EXERCISE GOAL: Can you quote exactly the stretch of lines from the one with "Objective — one dot on each instance of the bare shrub" through the final line of the material, both ends included?

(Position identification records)

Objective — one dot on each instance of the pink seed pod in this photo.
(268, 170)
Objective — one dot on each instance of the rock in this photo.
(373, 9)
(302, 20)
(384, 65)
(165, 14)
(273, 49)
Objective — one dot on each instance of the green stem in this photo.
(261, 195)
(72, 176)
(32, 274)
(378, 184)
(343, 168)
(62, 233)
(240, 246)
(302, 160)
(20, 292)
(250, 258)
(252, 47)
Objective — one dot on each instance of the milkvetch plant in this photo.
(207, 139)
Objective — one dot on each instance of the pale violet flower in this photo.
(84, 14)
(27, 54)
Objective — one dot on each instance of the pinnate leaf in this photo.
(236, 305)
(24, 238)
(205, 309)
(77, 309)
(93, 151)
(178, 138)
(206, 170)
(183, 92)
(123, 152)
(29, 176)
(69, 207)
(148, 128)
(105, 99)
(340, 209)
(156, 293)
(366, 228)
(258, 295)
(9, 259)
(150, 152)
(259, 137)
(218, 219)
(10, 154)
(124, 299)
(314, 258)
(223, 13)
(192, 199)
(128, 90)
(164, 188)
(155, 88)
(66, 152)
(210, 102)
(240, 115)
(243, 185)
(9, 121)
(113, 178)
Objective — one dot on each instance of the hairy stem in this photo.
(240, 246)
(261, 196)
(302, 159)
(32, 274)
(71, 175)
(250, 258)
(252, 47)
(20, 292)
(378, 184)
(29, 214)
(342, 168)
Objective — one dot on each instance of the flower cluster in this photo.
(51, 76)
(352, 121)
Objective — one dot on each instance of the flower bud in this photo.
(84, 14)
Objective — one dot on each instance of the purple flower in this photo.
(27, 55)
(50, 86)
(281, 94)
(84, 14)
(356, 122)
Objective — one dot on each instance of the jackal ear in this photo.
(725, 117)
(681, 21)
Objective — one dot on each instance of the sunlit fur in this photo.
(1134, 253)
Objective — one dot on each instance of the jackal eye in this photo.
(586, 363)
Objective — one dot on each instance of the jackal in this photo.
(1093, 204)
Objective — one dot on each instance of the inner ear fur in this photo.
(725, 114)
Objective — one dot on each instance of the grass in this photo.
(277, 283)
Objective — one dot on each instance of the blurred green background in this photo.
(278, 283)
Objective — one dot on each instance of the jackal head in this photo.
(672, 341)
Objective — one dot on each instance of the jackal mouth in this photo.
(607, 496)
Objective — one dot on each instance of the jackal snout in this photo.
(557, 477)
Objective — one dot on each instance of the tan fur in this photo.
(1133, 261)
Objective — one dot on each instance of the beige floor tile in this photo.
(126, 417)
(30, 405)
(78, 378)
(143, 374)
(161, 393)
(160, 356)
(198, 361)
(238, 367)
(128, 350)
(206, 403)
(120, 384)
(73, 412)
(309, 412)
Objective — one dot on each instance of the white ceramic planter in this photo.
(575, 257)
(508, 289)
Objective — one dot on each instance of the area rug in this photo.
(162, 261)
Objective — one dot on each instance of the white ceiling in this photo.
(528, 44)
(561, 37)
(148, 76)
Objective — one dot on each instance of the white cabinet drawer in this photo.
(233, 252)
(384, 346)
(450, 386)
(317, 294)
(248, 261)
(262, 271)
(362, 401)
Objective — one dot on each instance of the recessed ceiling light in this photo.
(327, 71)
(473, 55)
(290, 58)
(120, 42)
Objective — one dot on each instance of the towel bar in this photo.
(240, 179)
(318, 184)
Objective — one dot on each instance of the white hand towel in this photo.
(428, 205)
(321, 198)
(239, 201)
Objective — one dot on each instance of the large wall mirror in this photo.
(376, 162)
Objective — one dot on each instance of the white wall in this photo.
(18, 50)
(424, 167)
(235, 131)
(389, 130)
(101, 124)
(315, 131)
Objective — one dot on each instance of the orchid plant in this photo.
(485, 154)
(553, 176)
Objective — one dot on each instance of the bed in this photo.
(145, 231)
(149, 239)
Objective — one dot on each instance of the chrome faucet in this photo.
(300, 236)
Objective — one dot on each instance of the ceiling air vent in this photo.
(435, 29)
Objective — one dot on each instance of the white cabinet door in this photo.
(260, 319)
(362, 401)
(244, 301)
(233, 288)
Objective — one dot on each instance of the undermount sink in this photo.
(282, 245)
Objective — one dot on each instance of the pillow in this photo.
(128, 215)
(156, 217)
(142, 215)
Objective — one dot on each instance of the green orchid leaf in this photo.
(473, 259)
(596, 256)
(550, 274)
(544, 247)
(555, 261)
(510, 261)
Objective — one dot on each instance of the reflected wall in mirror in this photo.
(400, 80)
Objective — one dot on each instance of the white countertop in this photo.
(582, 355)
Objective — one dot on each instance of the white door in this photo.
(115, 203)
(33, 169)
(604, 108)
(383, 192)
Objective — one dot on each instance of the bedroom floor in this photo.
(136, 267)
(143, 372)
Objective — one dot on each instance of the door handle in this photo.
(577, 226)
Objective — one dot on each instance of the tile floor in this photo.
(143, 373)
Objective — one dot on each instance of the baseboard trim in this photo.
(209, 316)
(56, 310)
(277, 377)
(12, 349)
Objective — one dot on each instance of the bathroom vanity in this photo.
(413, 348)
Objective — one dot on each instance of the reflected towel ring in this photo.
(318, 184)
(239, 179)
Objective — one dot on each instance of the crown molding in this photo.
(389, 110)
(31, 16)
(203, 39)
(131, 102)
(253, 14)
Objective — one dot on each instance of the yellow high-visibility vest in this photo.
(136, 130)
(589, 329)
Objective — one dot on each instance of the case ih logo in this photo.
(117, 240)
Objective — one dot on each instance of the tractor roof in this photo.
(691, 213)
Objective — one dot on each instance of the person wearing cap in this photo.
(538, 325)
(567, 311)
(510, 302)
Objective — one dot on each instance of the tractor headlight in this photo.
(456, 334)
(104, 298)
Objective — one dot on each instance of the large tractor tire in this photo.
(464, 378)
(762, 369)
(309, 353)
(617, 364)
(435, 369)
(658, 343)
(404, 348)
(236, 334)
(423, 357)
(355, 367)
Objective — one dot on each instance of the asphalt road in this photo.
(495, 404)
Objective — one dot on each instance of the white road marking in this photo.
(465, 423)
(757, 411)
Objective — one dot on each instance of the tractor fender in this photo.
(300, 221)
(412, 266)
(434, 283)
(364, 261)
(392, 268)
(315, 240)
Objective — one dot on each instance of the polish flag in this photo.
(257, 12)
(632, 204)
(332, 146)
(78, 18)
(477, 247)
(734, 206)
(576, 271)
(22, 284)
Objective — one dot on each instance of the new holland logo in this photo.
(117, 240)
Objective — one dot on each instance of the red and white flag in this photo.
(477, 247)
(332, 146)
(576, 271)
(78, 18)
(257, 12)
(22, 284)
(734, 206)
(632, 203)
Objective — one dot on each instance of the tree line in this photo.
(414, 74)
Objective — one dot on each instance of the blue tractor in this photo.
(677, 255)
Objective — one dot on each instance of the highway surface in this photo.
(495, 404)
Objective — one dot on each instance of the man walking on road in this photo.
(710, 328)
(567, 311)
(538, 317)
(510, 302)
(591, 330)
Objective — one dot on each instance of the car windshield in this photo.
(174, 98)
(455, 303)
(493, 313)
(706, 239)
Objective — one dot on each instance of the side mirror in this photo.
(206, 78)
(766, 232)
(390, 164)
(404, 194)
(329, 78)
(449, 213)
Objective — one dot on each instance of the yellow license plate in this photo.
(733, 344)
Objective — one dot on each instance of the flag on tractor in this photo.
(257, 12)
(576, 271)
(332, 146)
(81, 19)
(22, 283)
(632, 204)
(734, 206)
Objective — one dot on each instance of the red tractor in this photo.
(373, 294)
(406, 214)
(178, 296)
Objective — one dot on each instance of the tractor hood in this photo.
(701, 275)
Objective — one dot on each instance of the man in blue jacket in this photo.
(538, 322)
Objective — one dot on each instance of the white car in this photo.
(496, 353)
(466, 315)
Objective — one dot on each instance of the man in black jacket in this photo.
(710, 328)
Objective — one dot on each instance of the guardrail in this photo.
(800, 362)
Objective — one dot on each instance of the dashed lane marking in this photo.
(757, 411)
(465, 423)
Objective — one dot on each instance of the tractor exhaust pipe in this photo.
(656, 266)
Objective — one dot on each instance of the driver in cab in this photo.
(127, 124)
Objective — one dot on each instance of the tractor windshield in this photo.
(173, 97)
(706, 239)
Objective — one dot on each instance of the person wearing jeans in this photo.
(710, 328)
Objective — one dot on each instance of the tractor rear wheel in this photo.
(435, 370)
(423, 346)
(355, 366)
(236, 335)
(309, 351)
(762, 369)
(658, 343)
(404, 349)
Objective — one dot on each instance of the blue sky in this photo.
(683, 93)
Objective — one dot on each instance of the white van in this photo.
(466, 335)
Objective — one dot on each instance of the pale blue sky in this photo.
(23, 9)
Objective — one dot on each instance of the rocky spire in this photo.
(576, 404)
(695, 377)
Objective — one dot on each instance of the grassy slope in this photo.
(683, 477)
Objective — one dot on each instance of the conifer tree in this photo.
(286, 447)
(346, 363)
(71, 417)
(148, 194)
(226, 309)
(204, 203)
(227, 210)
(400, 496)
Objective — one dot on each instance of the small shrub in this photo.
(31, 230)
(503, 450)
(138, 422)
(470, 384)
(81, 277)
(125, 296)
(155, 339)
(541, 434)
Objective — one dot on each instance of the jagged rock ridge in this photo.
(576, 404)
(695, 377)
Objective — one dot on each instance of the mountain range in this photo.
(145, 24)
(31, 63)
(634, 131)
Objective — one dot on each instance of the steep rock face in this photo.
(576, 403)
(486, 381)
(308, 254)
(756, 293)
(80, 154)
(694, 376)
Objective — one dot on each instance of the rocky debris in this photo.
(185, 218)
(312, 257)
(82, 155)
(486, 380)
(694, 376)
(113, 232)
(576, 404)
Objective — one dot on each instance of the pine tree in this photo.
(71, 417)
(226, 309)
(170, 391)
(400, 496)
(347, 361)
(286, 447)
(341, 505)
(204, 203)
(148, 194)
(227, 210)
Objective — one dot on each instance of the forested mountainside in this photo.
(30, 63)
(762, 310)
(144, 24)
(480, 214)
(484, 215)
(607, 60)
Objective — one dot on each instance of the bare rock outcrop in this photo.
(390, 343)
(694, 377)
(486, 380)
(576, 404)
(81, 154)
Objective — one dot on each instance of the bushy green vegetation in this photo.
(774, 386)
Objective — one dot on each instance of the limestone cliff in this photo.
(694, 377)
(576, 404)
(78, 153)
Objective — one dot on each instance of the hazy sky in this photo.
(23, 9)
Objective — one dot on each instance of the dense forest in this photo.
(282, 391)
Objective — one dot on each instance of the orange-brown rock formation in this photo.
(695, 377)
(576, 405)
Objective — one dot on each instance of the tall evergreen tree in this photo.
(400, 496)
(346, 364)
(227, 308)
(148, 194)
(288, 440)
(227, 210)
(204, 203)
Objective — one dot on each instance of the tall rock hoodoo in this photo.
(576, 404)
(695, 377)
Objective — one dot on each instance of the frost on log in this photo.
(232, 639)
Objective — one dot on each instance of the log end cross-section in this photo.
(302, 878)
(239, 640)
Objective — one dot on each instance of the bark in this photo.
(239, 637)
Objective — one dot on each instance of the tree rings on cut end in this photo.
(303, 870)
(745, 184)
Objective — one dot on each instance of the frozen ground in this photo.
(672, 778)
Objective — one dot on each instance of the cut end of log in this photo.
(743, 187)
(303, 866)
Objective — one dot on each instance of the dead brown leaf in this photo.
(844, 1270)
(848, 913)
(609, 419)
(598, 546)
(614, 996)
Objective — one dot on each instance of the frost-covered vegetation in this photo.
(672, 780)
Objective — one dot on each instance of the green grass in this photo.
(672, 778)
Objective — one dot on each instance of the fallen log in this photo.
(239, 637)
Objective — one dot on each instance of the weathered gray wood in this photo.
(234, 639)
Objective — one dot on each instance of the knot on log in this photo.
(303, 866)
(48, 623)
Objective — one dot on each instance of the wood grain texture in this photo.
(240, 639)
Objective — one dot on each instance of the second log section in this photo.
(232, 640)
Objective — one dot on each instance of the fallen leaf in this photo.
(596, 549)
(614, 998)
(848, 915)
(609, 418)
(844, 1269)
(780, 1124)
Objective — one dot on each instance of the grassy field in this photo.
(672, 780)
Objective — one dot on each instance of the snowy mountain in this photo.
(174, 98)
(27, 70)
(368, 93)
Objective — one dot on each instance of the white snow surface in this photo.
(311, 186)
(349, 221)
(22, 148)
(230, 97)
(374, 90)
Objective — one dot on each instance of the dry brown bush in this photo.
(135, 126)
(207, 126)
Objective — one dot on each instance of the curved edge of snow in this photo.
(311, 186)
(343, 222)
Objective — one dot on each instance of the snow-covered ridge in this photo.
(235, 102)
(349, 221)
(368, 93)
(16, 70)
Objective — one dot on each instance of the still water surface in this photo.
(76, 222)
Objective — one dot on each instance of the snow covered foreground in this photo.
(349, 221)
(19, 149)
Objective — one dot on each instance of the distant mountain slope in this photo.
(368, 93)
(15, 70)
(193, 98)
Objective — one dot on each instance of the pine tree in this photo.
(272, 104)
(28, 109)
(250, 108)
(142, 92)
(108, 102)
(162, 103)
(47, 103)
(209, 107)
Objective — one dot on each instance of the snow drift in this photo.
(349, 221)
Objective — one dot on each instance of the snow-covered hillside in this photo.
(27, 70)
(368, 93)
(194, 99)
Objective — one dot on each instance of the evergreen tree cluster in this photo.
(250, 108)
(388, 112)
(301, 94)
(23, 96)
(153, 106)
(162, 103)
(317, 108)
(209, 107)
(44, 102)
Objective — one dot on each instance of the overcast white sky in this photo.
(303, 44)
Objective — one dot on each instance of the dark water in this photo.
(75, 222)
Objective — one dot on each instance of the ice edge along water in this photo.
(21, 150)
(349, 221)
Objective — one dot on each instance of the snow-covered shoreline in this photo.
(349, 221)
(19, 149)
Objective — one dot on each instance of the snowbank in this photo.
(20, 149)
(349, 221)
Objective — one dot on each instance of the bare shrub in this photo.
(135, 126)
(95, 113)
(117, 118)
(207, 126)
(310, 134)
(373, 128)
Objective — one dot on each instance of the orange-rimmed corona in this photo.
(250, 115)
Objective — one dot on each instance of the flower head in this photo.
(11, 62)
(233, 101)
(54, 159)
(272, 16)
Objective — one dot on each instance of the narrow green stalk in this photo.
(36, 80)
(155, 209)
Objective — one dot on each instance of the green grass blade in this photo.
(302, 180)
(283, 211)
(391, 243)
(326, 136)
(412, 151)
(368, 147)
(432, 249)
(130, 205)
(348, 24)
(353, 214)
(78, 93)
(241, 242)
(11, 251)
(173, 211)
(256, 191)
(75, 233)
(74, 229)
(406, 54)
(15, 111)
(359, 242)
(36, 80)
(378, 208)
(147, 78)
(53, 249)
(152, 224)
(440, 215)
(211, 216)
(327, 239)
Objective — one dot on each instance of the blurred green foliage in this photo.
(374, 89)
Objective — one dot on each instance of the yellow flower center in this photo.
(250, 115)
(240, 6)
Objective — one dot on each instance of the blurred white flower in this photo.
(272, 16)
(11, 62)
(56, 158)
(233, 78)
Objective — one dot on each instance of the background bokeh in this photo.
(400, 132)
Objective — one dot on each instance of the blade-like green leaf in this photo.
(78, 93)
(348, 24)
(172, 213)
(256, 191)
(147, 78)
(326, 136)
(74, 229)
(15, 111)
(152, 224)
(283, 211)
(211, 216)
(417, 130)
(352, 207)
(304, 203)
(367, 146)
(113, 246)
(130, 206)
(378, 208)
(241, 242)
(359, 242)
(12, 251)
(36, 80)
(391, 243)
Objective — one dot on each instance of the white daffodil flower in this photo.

ANSWER:
Objective — one dot on each instance of the bare shrub in this photo.
(135, 126)
(95, 113)
(117, 118)
(207, 126)
(310, 134)
(373, 128)
Objective — one dot on each instance of the orange-rimmed corona in this photo.
(250, 115)
Objective — one dot on each instance of the flower head in this photo.
(11, 62)
(233, 101)
(54, 159)
(272, 16)
Objective — one dot on each instance of the narrow green stalk in this photo.
(36, 80)
(155, 209)
Objective — one dot on each instance of the green grass blade in this photo.
(302, 180)
(283, 211)
(391, 243)
(326, 136)
(412, 151)
(368, 147)
(432, 249)
(130, 205)
(348, 24)
(353, 214)
(78, 93)
(241, 242)
(11, 251)
(173, 211)
(256, 191)
(75, 233)
(74, 229)
(406, 54)
(15, 111)
(359, 242)
(36, 80)
(378, 208)
(147, 78)
(53, 249)
(152, 224)
(440, 215)
(211, 216)
(327, 239)
Objective — one dot on each instance of the blurred green foliage in this photo.
(374, 89)
Objective — one dot on each instance of the yellow flower center in this photo.
(250, 115)
(240, 6)
Objective — one dot on each instance of the blurred white flower in this photo.
(272, 16)
(11, 62)
(56, 158)
(233, 78)
Objective — one dot on each instance of the background bokeh in this photo.
(400, 132)
Objective — one dot on each instance of the blade-like green leaf in this photo.
(78, 93)
(348, 24)
(172, 213)
(256, 191)
(147, 78)
(326, 136)
(74, 229)
(15, 111)
(152, 224)
(283, 211)
(211, 216)
(417, 130)
(352, 207)
(304, 203)
(367, 146)
(113, 246)
(130, 206)
(378, 208)
(241, 242)
(359, 242)
(12, 251)
(36, 80)
(391, 243)
Objective — one dot on each instance of the white daffodil flower in this photo.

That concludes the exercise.